Regulations adopted in Québec established a cap-and-trade system to regulate GHG emissions and meet the Québec government's GHG reduction targets. On January 1, 2013, the regulatory regime added compliance obligations for certain Québec emitters to offset their reported GHG emissions with allowances. Allowances can be acquired at inter-jurisdictional auctions, government reserve sales and from other participants in cap-and-trade programs that have excess to allowances for sale. In the case of industrial emitters other than fuel distributors, allowances are also allocated by the government at no charge, but on a declining basis. Emissions can also be offset by credits from certain government-recognized GHG reduction projects that have been validated in accordance with the protocols set by the regulations. Cap-and-trade in Québec is harmonized with the California regime, and is intended to be linked with similar cap-and-trade regimes adopted by other Canadian and U.S. jurisdictions that are members of the Western Climate Initiative.

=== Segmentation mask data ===
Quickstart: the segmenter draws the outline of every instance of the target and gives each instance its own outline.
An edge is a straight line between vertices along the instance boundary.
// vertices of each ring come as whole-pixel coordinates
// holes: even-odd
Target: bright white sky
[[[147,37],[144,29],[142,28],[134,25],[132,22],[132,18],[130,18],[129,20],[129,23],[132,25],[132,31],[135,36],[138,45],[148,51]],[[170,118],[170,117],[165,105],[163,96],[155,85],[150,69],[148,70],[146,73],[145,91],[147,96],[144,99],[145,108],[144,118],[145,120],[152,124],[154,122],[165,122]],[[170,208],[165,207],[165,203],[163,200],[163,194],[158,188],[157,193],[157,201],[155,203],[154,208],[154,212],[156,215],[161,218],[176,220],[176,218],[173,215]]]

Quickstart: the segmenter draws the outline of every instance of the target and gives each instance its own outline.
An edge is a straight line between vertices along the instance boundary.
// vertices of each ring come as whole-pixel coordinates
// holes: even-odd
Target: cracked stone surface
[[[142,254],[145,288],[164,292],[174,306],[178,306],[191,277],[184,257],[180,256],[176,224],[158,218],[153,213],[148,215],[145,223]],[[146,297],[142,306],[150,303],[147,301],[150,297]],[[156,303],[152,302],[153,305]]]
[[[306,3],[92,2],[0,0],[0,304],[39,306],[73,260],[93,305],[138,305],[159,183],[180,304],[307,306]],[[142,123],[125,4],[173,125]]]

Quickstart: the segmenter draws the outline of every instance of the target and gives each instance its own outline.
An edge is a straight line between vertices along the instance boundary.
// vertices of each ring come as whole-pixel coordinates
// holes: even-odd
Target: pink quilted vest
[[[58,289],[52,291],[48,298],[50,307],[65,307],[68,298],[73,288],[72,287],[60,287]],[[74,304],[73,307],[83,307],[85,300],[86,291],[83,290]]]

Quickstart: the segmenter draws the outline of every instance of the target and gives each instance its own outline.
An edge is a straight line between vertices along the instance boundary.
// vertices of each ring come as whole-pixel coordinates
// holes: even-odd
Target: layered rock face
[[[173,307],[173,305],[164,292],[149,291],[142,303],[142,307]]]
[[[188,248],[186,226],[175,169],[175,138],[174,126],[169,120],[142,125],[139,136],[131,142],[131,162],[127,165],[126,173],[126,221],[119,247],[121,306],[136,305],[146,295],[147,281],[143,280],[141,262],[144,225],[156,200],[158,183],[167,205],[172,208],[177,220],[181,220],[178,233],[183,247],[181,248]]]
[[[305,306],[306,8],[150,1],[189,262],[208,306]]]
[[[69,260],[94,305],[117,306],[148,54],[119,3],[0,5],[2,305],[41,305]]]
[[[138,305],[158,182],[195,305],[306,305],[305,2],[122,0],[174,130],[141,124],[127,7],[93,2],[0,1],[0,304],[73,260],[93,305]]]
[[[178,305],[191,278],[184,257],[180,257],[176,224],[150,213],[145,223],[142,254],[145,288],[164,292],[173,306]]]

=== Task instructions ===
According to the passage on Québec's cap-and-trade system, list every source from which allowances can be acquired.

=== Written answer ===
- Inter-jurisdictional auctions
- Government reserve sales
- Other participants in cap-and-trade programs that have excess allowances for sale